* **Short exercise 1**
Check (a), (b) and (c) against the page on the YC-Bench employee system below. For each, answer yes or no and quote the deciding words. (a) The agent can see each employee's skill rates. (b) Every employee has four skill rates, one per domain. (c) With the default headcount of 10, there are always exactly two seniors.
* **Short exercise 2**
Count the lines in the entries below that contain the string "side". Reply with the number only.

— START OF Provided text —

Employee System - YC-Bench

Overview

You start with 10 employees across three tiers: junior, mid-level, and senior. Each employee has:

Visible: tier, salary, active task assignments
Hidden: per-domain skill rates (must be inferred from task progress observations)

The employee system is designed to test agent ability to:

Infer hidden information (skill rates) from observations (progress checkpoints)
Optimize throughput allocation (avoid over-splitting employees)
Manage cash flow (salaries compound over time)

Employee Tiers (Junior / Mid / Senior)

Employees are distributed across three tiers (from default.toml:169):

[world.salary_junior]
name = "junior"
share = 0.50        # 50% of headcount
min_cents = 200_000  # $2,000/month
max_cents = 400_000  # $4,000/month
rate_min = 1.0       # 1.0 units/hour
rate_max = 4.0       # 4.0 units/hour

[world.salary_mid]
name = "mid"
share = 0.35        # 35% of headcount
min_cents = 600_000  # $6,000/month
max_cents = 800_000  # $8,000/month
rate_min = 4.0
rate_max = 7.0

[world.salary_senior]
name = "senior"
share = 0.15        # 15% of headcount
min_cents = 1_000_000  # $10,000/month
max_cents = 1_500_000  # $15,000/month
rate_min = 7.0
rate_max = 10.0

Default Headcount (10 employees)

5 juniors (50% share)
3.5 mid-level → rounds to 3 or 4 depending on RNG
1.5 seniors → rounds to 1 or 2 depending on RNG

Tier Characteristics

Tier	Salary Range	Skill Rate Range	Cost-Effectiveness
Junior	$2K–$ 4K/mo	1.0–4.0 u/h	High variance (some juniors outperform mids!)
Mid	$6K–$ 8K/mo	4.0–7.0 u/h	Reliable mid-tier throughput
Senior	$10K–$ 15K/mo	7.0–10.0 u/h	Expensive but high throughput

Skill rate ranges overlap across tiers. A lucky junior with 4.0 u/h is as productive as a mid-level employee but costs half the salary.

Hidden Skill Rates (Per Domain)

Each employee has four skill rates — one per domain (research, inference, data/environment, training).

Skill Rate Storage (from `src/yc_bench/db/models/employee.py:48`)

class EmployeeSkillRate(Base):
    employee_id = mapped_column(Uuid, primary_key=True)
    domain = mapped_column(Enum(Domain), primary_key=True)
    rate_domain_per_hour = mapped_column(Numeric(12, 4))  # units/hour

Example Employee

Alice (junior, $3,200/month):

Research: 3.2 units/hour
Inference: 1.8 units/hour
Data/Environment: 2.5 units/hour
Training: 3.9 units/hour

Bob (senior, $12,500/month):

Research: 8.1 units/hour
Inference: 7.3 units/hour
Data/Environment: 9.2 units/hour
Training: 7.8 units/hour

Skill rates are completely hidden from the agent. The agent sees only tier and salary. Agents must infer rates by observing task progress over time.

Rate Generation (Deterministic)

At world initialization, skill rates are sampled from uniform distributions seeded by run_seed + employee_index + domain_index. Given the same seed, you get the same employees.

— END OF Provided text —
— START OF Records provided —

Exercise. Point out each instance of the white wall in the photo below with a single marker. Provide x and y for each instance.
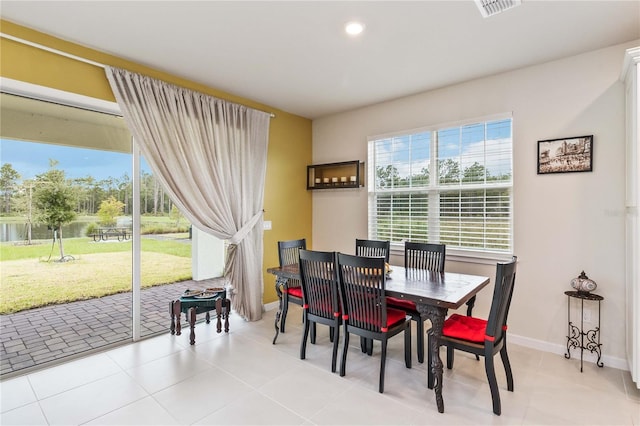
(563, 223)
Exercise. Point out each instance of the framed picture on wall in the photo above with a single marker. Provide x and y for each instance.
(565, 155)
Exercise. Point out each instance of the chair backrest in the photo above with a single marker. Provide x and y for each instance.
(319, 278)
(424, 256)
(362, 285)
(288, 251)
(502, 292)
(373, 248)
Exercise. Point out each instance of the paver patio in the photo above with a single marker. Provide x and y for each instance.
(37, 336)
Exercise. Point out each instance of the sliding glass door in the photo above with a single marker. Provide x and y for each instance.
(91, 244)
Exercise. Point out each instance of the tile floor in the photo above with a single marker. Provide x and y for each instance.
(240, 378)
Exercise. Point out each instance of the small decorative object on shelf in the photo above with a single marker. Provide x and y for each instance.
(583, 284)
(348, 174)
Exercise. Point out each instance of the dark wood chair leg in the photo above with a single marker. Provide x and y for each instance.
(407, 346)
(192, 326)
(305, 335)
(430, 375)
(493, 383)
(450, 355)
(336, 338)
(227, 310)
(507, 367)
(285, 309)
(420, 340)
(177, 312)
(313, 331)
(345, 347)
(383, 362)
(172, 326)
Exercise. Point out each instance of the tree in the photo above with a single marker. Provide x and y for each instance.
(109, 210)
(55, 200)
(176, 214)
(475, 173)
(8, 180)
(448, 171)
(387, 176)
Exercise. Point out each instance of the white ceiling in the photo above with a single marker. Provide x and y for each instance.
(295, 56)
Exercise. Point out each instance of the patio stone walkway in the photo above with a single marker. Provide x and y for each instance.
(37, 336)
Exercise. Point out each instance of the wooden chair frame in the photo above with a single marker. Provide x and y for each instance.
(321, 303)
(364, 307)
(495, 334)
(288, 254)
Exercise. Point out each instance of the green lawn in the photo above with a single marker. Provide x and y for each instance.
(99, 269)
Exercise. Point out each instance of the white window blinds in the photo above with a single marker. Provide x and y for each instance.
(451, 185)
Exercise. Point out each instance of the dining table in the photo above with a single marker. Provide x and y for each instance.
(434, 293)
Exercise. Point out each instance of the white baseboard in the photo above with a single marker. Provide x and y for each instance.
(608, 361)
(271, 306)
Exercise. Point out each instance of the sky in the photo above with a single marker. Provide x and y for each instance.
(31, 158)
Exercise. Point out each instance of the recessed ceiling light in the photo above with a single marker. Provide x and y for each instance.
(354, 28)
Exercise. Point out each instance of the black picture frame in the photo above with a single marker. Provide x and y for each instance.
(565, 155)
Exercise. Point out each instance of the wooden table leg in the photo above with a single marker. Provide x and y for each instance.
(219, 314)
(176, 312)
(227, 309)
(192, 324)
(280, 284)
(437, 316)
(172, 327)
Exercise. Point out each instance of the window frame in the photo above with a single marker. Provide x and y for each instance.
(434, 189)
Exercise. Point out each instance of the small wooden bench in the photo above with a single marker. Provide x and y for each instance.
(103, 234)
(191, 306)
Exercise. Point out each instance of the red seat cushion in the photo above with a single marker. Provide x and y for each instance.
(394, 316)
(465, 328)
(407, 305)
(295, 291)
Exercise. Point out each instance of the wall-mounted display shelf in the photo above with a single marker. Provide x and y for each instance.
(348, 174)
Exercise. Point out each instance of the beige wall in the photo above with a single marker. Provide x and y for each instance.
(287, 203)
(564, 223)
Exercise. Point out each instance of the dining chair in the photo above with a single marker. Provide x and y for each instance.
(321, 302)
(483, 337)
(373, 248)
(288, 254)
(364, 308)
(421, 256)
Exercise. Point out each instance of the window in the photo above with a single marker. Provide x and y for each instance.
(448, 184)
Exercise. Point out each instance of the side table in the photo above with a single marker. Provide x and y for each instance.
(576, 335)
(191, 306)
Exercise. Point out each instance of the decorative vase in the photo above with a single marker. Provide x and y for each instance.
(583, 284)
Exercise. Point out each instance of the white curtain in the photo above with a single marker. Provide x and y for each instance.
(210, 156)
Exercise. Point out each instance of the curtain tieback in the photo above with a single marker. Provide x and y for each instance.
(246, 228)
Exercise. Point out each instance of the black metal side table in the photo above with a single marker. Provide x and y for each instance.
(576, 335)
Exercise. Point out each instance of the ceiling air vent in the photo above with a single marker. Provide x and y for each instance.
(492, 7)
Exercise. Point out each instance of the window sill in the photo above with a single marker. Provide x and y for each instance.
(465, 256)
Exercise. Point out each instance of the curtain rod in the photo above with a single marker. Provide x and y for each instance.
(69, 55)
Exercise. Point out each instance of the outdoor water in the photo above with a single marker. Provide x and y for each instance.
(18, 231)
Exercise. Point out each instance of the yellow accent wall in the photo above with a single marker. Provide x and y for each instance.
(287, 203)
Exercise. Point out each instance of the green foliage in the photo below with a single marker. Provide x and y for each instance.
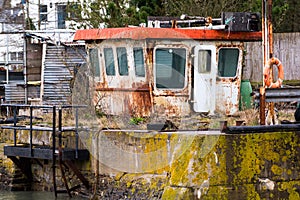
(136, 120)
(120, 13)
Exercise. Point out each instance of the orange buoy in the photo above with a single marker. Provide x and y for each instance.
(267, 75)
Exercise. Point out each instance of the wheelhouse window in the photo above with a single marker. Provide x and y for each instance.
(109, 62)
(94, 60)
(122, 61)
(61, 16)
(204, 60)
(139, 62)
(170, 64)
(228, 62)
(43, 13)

— END OF Records provided —
— START OF Records provided —

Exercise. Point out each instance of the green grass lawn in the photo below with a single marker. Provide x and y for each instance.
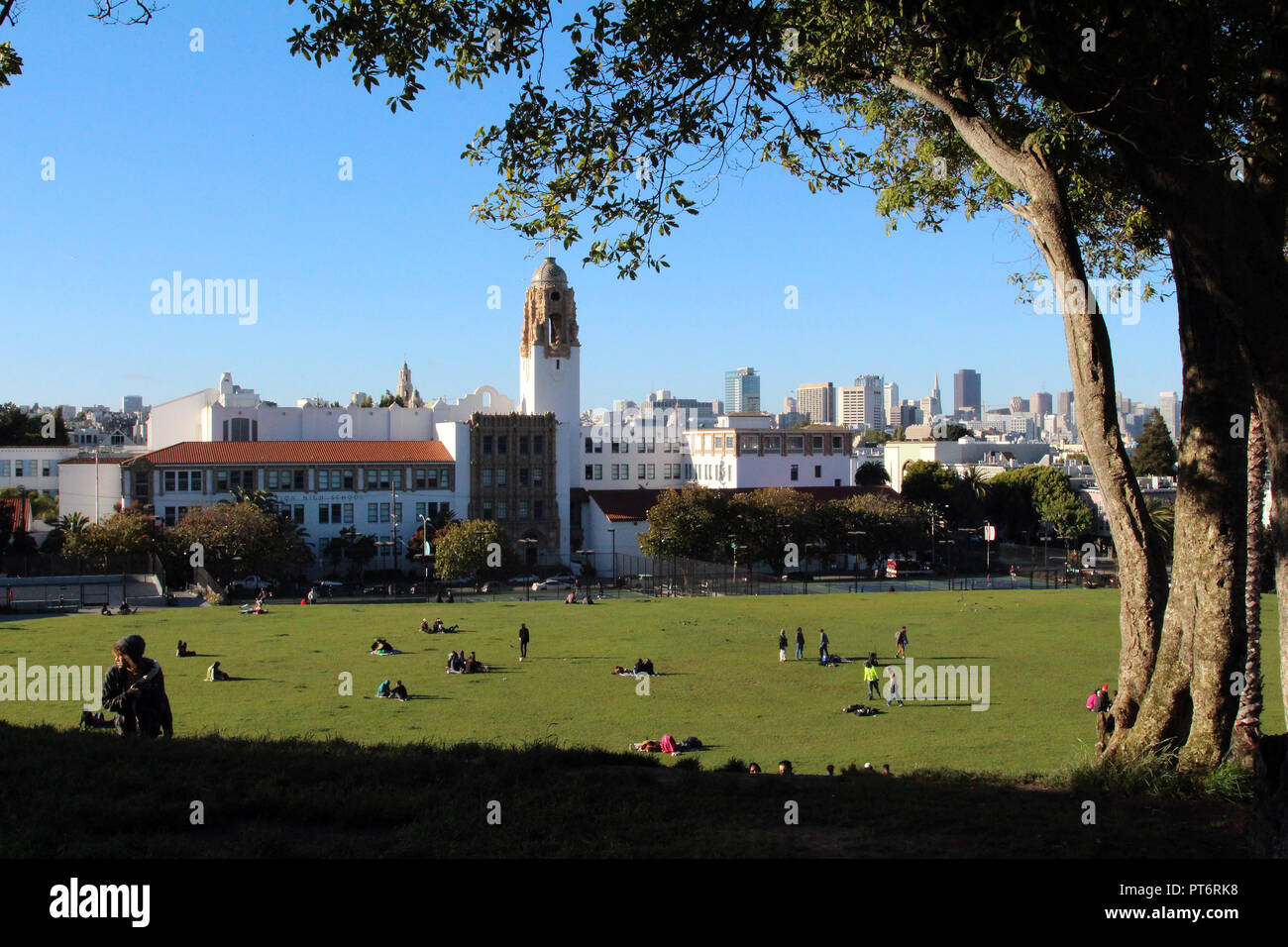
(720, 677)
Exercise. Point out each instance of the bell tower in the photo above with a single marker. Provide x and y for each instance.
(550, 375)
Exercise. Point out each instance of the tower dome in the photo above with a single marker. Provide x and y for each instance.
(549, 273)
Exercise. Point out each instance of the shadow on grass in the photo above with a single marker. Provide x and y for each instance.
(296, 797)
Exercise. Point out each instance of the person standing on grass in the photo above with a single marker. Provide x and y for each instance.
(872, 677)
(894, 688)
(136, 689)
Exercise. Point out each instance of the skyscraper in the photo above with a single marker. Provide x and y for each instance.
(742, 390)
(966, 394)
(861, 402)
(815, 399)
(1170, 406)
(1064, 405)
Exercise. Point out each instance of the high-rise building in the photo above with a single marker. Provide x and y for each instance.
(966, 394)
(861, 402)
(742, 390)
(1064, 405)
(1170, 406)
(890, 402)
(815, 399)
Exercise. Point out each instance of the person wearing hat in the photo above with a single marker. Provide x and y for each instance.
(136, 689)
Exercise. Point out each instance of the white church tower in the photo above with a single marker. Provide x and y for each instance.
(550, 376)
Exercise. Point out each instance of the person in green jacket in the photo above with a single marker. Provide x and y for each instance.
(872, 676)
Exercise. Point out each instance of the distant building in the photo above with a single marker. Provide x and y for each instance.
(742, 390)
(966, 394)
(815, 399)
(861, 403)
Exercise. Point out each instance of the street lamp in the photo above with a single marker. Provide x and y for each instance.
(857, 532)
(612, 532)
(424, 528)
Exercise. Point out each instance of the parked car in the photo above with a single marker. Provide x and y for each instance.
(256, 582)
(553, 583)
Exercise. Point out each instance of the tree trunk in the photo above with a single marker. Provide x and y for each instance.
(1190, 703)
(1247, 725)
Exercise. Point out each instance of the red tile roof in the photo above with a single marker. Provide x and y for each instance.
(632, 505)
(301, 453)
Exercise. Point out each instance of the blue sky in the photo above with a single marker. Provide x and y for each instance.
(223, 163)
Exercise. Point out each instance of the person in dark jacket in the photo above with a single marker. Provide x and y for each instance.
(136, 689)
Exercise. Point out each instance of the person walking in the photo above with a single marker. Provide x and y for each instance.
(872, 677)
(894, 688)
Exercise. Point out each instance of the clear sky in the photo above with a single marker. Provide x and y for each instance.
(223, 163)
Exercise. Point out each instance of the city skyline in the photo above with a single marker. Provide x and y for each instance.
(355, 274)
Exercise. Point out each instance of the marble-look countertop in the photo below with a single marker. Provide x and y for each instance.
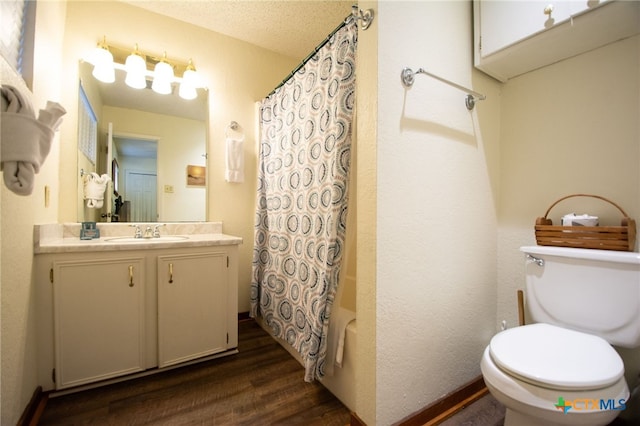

— END OF Records provided —
— START OF Records provided —

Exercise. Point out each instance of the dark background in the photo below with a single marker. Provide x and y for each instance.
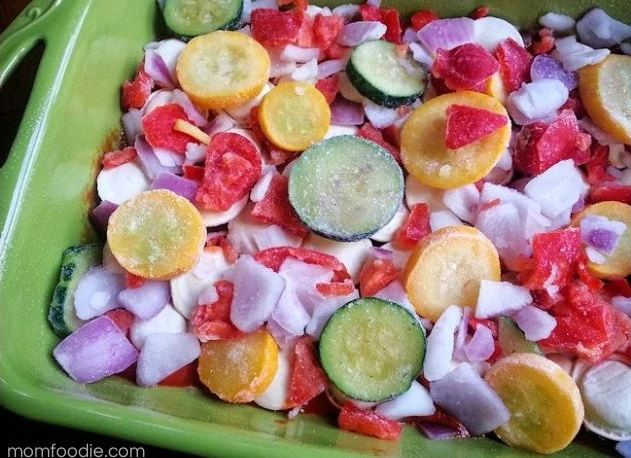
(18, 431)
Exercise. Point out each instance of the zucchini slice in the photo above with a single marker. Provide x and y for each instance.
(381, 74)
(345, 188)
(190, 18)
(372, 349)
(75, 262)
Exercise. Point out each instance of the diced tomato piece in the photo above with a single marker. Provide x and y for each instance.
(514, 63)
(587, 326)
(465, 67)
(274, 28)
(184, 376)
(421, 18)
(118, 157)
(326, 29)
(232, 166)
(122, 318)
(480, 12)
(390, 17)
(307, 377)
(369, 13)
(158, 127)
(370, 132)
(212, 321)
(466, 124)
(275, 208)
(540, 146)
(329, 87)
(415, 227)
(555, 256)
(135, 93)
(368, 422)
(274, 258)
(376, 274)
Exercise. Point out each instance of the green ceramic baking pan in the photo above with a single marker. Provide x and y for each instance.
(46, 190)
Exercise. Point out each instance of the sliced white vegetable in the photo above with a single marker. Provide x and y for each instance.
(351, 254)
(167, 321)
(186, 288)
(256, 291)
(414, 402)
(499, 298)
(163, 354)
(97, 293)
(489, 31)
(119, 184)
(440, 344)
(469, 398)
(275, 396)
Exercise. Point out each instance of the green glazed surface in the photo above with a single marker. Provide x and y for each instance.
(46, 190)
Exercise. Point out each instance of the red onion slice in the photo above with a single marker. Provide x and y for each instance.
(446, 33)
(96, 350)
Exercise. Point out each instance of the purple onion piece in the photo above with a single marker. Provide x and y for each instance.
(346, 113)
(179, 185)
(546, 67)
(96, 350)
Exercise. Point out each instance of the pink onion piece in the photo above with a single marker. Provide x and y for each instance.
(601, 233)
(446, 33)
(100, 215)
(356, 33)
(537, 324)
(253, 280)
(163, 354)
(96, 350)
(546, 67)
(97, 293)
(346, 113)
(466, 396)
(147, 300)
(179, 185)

— END OF Records provided —

* **Problem solution 1**
(a) No: "Skill rates are completely hidden from the agent."
(b) Yes: "Each employee has four skill rates — one per domain (research, inference, data/environment, training)."
(c) No: "1.5 seniors → rounds to 1 or 2 depending on RNG"

* **Problem solution 2**
2